> _Problem statement_: Find every line in the records below that contains "strawberry", and copy it.

> _Material to process_:

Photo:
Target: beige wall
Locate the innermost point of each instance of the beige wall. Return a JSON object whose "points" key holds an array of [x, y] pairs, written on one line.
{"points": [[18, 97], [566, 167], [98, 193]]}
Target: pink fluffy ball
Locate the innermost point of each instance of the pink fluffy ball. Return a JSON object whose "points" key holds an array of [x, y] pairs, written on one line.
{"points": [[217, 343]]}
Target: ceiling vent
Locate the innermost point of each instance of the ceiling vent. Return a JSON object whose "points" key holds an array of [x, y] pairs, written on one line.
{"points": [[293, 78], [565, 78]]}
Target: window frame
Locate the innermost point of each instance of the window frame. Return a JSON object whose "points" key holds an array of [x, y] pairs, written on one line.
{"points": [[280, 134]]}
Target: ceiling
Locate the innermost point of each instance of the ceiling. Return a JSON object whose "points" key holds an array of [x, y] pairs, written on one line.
==
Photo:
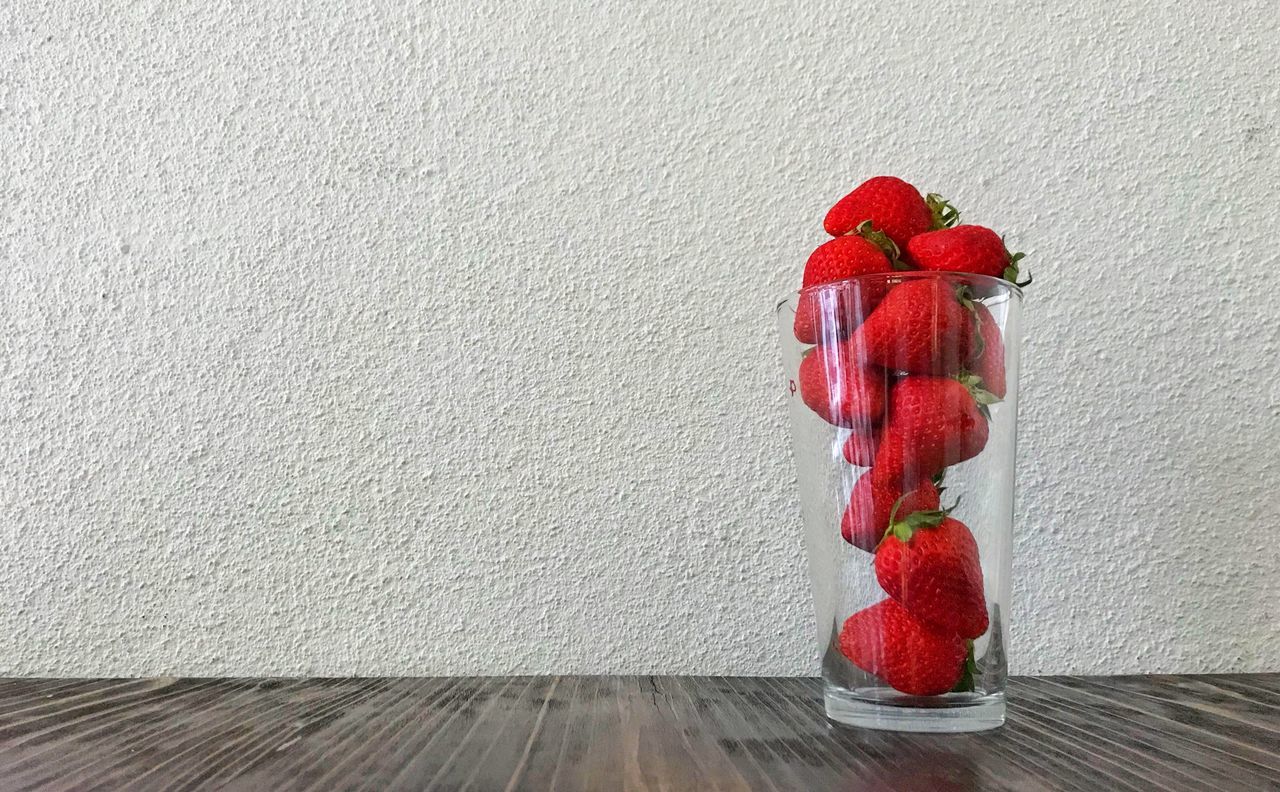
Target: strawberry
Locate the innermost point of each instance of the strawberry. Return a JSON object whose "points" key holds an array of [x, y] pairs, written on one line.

> _Solution for this task_:
Target: strawberry
Locate the innermost point of each instance of the strawberry. Return a JSON object whose "points" key holds an array of [x, y] pairs, written on one line.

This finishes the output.